■ What is being asked
The required answer is a copy of each line in the entries below that includes "sticker".

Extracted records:
===

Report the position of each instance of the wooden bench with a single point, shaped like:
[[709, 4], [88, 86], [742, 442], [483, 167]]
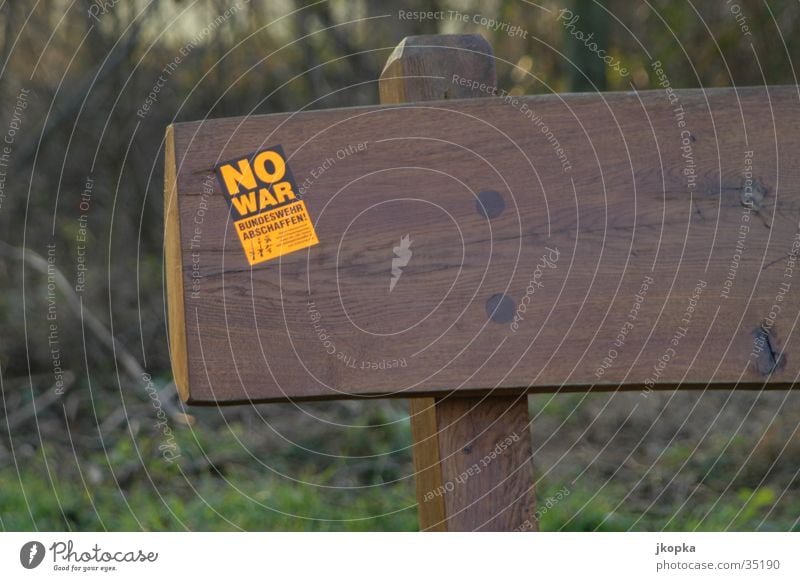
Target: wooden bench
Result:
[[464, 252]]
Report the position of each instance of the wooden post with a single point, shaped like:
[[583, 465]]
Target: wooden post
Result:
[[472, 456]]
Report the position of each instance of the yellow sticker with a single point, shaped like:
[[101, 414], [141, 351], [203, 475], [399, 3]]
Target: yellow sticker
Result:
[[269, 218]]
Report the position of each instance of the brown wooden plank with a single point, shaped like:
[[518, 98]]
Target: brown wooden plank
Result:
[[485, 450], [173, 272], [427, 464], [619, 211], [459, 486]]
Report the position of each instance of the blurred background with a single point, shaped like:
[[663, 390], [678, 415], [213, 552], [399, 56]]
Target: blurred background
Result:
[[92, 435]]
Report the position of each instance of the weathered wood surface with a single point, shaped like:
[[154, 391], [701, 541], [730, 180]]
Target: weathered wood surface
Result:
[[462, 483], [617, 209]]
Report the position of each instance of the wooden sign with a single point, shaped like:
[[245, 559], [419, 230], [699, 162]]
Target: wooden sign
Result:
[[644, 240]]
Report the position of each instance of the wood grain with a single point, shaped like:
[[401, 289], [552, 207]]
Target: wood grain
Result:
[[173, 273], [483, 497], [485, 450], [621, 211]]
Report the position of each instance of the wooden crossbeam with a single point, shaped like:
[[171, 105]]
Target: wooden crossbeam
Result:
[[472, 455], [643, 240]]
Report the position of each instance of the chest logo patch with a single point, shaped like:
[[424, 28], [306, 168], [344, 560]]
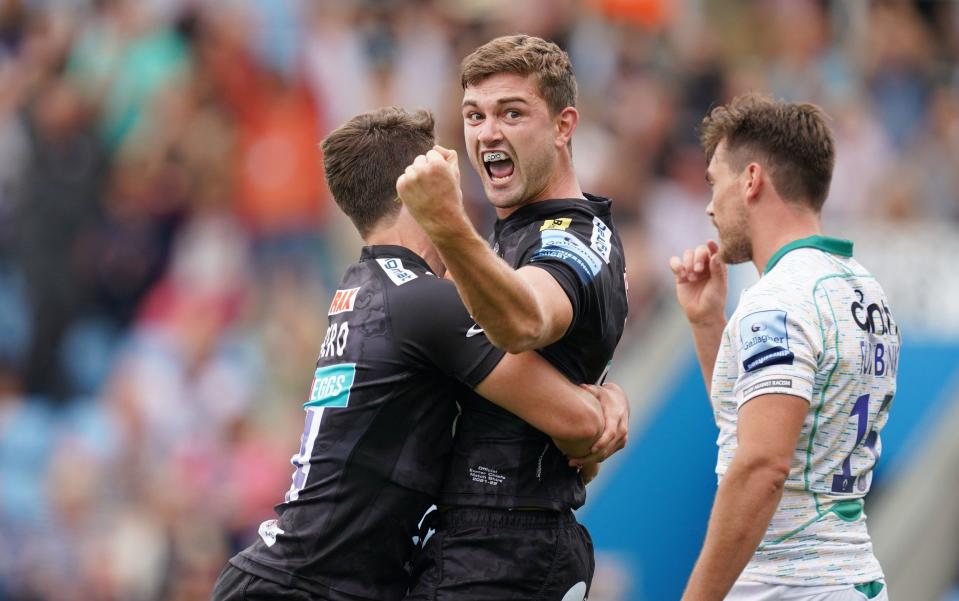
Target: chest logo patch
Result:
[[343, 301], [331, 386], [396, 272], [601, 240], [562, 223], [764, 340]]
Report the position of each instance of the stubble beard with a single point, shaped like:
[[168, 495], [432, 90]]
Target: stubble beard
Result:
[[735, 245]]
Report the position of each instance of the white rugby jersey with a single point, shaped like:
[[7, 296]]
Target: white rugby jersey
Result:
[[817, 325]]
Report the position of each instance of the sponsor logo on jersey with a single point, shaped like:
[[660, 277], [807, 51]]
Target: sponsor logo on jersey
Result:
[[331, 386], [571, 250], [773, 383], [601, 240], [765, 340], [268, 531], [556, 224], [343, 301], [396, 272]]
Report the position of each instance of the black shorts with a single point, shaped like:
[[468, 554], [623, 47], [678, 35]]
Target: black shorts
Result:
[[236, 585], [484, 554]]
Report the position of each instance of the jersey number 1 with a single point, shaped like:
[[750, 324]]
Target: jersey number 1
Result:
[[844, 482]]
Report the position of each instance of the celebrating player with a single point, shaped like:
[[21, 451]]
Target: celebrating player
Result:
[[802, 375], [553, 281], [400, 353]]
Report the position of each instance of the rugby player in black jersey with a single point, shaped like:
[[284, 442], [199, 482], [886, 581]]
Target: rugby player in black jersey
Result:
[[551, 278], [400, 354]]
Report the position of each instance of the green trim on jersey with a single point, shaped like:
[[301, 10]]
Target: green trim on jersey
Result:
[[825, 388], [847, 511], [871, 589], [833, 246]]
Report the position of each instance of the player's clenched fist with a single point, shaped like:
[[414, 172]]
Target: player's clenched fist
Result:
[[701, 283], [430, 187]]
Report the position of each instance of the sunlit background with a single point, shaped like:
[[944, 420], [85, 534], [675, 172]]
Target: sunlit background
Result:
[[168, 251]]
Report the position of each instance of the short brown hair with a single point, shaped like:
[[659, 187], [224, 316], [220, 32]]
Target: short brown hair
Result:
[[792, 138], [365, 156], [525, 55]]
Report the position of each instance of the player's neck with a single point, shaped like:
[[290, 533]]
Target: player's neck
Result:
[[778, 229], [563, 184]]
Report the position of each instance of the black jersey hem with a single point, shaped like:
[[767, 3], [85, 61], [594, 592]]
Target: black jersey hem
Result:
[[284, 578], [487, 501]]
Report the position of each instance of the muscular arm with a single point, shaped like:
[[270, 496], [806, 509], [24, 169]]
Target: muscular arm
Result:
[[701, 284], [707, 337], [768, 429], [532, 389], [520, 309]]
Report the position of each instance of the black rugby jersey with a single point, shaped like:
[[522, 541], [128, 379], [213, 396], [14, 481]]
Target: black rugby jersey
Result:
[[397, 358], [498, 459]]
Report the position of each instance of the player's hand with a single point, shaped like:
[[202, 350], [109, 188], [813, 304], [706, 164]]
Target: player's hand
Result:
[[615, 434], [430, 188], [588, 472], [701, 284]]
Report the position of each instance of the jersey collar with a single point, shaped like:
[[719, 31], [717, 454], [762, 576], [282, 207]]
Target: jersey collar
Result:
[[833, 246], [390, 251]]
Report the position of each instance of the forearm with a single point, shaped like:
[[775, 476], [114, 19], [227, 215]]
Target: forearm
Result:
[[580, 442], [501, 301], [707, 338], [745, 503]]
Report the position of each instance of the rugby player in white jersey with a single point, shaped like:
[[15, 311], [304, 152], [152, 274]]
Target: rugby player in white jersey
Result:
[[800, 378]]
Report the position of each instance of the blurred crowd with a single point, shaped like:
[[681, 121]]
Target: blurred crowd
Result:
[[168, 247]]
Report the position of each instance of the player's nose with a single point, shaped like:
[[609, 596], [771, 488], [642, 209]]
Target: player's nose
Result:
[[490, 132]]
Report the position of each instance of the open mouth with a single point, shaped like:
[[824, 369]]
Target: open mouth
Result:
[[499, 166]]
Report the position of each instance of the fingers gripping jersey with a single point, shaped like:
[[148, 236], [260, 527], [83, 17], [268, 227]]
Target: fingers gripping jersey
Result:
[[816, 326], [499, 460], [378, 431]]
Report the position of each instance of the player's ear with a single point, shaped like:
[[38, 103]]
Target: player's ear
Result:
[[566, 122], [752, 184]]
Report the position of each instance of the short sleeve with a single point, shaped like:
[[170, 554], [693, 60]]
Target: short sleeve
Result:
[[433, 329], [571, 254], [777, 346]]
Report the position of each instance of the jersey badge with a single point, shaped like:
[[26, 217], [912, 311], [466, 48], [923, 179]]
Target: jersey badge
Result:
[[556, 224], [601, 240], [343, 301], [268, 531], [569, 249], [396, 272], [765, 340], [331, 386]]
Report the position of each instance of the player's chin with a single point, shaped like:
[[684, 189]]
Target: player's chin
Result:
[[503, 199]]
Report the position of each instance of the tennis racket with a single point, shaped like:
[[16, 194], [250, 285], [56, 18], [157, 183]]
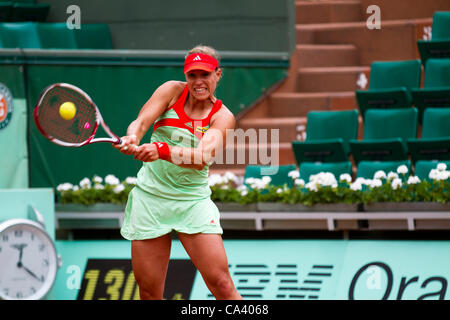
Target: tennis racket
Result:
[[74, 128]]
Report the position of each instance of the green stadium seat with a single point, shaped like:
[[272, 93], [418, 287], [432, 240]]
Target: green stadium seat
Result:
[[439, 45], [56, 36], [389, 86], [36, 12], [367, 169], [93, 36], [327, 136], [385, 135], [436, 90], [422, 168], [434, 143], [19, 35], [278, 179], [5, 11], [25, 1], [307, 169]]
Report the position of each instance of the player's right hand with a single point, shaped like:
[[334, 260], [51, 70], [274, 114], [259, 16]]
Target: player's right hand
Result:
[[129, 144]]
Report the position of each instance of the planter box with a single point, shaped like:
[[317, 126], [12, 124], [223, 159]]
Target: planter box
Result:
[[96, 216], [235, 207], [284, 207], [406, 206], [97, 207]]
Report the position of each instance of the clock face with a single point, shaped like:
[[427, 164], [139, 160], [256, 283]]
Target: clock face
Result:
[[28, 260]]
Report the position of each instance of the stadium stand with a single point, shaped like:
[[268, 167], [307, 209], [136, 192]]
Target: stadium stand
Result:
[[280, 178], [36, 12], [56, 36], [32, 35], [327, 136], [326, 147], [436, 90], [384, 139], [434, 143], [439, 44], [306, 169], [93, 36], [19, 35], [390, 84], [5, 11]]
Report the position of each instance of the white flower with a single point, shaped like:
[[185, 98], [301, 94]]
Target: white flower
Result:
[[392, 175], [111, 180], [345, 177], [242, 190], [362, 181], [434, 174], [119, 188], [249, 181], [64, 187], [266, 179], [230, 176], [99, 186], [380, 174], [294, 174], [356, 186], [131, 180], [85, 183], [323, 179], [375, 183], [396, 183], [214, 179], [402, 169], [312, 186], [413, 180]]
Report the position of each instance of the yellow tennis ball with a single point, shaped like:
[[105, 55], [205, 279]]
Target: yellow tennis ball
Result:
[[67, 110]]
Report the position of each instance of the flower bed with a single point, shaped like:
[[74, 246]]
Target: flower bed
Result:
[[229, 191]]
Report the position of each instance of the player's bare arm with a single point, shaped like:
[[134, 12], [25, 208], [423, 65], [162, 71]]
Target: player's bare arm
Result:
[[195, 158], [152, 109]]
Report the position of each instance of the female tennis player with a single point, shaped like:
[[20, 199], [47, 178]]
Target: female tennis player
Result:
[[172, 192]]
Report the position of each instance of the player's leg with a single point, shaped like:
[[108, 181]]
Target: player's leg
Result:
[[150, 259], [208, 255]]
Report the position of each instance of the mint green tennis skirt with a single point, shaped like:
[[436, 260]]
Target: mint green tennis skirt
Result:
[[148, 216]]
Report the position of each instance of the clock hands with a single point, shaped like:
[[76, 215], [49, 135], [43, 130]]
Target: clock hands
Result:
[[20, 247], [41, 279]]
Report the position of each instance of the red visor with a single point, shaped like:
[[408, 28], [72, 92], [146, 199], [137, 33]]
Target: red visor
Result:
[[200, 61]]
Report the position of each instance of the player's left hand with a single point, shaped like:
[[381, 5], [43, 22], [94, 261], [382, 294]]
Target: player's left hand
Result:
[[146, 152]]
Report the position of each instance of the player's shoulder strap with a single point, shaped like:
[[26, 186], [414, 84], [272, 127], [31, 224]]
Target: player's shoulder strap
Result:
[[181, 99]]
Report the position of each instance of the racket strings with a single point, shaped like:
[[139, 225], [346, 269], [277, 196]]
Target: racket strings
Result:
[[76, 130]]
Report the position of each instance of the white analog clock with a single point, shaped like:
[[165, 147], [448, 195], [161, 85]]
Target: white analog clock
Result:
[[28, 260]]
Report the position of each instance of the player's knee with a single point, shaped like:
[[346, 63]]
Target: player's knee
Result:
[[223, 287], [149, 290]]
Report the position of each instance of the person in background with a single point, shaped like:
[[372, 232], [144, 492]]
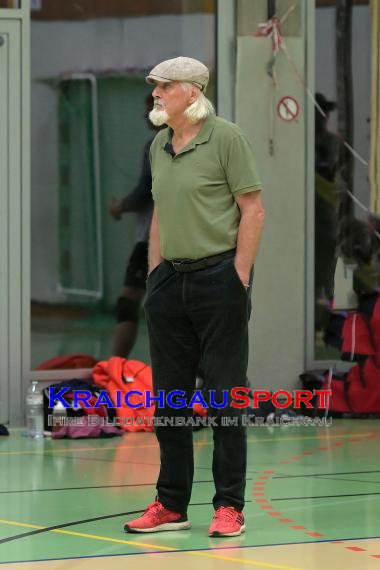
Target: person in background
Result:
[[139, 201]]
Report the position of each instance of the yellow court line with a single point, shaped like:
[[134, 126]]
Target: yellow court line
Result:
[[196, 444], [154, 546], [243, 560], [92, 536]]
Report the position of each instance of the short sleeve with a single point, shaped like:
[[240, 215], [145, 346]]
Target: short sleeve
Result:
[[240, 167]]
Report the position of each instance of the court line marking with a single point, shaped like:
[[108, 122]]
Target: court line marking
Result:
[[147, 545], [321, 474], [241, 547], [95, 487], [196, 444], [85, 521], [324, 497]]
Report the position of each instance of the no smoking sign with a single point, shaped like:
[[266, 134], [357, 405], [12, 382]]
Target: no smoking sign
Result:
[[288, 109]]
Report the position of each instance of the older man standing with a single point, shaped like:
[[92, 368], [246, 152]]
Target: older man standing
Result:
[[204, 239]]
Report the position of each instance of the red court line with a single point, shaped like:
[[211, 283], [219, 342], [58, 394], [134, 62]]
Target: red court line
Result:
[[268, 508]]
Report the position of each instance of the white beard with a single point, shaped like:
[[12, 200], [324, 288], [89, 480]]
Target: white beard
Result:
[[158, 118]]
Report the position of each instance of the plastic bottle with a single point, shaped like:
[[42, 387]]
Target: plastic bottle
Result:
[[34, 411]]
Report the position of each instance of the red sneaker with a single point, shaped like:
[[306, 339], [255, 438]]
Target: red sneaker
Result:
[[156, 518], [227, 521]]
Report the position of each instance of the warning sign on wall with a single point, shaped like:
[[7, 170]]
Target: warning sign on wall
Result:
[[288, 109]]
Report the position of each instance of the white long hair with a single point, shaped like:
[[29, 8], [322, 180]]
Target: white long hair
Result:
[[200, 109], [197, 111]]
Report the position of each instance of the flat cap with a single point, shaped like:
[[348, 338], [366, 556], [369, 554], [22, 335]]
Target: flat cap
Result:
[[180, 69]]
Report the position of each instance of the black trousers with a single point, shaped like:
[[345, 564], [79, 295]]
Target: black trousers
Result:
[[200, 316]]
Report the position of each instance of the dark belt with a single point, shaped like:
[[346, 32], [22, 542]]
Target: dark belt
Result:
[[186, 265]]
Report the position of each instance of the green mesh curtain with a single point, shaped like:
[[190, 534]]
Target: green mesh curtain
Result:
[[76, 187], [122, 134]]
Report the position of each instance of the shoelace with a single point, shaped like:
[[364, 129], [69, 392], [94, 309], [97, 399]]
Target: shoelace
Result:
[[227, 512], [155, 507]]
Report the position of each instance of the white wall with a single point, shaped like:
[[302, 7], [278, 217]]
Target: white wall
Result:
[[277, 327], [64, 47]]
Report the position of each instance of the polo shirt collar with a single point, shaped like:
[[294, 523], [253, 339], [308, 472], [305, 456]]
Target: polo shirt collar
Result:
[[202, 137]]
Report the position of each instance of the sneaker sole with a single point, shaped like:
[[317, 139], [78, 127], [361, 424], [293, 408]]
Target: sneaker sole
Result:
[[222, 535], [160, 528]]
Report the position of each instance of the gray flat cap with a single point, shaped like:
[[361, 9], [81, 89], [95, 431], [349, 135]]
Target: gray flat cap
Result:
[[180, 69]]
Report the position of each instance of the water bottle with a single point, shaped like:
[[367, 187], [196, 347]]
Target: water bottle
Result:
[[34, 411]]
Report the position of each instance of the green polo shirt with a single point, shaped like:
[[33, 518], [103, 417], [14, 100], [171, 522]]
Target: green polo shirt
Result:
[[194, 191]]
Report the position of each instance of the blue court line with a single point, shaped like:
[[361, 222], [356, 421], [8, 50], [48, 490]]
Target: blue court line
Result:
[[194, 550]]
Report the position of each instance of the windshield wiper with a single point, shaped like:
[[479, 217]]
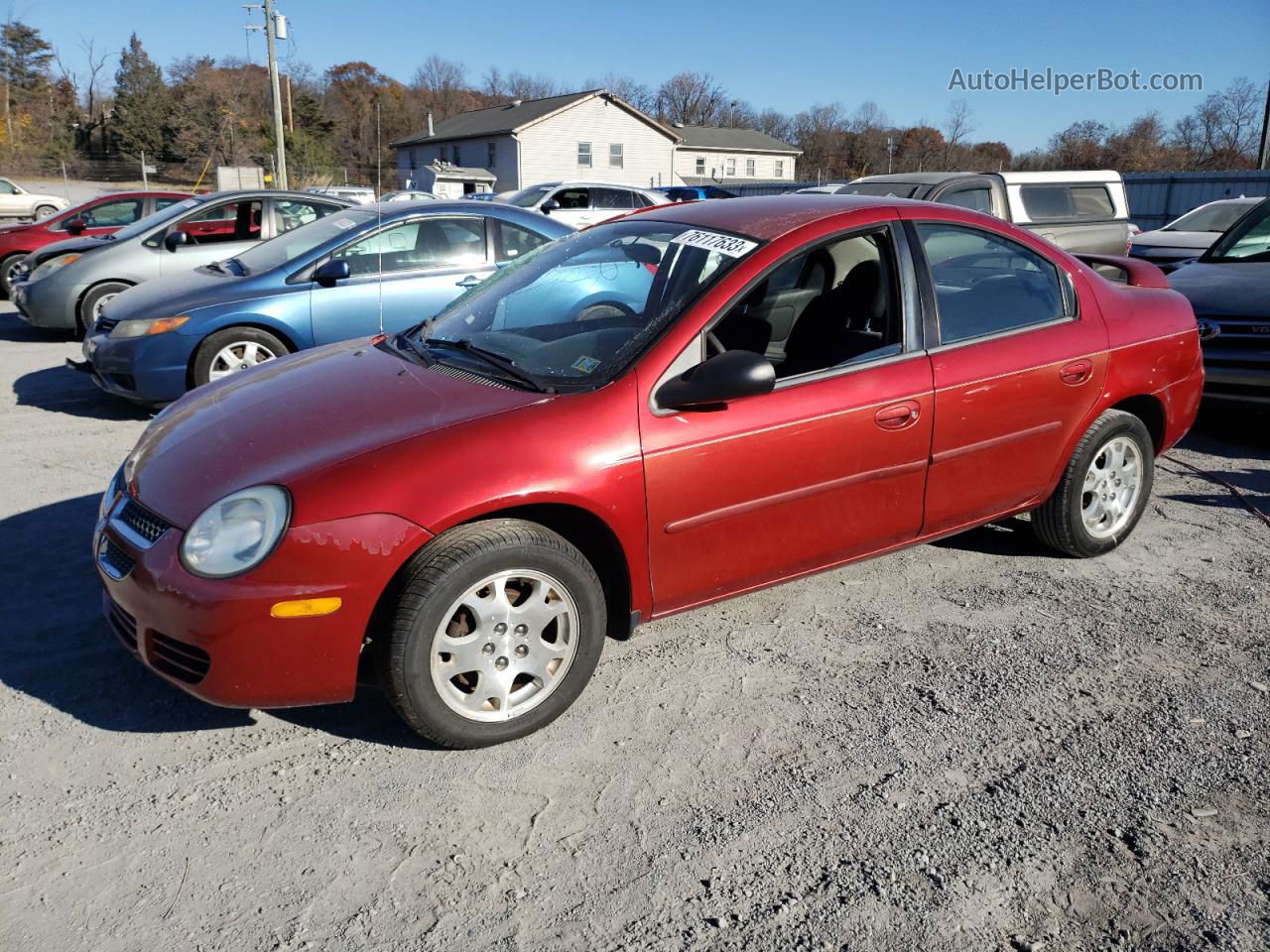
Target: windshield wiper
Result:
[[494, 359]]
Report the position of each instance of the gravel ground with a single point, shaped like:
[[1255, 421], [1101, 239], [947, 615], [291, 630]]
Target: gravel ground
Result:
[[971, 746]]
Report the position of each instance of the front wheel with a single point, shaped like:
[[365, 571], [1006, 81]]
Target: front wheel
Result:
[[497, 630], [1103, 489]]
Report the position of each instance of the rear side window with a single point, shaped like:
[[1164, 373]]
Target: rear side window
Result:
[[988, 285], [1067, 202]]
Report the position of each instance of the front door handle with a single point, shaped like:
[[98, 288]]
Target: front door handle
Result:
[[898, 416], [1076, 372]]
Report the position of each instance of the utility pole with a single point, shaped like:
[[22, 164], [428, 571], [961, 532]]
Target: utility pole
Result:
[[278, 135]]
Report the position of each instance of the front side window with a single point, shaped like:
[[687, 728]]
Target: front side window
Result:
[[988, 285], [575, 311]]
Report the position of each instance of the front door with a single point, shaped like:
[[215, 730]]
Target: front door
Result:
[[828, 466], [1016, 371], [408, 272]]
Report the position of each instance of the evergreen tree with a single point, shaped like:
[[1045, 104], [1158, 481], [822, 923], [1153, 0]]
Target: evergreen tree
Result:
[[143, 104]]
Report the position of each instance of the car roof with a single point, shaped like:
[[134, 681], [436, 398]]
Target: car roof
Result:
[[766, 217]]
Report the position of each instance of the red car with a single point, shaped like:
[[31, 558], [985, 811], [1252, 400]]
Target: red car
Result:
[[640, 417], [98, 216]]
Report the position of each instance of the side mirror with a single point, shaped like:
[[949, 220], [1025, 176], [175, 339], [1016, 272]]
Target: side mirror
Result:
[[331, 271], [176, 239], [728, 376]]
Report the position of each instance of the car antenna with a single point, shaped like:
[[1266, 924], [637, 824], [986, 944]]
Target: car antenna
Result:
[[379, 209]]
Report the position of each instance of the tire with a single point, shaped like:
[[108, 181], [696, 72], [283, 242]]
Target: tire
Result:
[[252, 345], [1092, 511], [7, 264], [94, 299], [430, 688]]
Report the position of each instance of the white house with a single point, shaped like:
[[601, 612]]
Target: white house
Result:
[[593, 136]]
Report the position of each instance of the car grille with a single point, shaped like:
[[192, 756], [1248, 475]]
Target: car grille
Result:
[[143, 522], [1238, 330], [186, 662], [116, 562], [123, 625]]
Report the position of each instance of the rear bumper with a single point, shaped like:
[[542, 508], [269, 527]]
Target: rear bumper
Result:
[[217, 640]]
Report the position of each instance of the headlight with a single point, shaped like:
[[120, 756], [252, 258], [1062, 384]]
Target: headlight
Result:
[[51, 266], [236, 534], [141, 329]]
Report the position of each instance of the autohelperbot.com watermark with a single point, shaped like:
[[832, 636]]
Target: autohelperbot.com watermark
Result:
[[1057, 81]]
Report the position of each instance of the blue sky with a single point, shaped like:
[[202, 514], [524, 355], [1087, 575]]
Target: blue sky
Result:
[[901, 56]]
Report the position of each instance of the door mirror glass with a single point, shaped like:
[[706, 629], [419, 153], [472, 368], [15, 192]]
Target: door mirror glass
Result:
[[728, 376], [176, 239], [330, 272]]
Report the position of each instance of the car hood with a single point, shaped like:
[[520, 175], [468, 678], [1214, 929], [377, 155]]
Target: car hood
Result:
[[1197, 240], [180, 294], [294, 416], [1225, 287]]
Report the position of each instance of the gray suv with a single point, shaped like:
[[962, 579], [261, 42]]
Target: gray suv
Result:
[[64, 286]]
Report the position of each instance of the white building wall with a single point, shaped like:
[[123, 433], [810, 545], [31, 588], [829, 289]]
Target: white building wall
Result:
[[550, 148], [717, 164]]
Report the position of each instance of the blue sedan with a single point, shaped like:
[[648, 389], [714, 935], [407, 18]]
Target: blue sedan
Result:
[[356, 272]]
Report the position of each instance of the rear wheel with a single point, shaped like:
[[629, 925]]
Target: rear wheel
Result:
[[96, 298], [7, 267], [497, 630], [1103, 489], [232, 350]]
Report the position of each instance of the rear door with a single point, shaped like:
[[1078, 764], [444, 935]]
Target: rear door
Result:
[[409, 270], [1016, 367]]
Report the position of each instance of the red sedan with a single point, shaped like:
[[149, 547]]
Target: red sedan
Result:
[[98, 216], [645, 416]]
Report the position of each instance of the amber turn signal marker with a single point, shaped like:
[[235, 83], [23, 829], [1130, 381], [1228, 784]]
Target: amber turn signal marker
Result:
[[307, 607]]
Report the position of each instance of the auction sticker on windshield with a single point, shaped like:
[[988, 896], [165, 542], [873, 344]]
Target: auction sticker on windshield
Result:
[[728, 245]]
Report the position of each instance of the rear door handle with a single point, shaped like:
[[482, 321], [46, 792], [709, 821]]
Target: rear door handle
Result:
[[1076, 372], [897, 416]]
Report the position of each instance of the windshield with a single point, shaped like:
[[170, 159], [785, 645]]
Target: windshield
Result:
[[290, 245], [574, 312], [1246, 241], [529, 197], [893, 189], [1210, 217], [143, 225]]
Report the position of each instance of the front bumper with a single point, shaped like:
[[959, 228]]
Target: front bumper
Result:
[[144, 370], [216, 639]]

===

■ Reply
Report the position of each instance of the yellow sticker with a single point, shaped like:
Target: yellow sticker
Report the position of each instance of the auction sticker on windshield with a single point, shaped like:
Target: auction sticker on windshield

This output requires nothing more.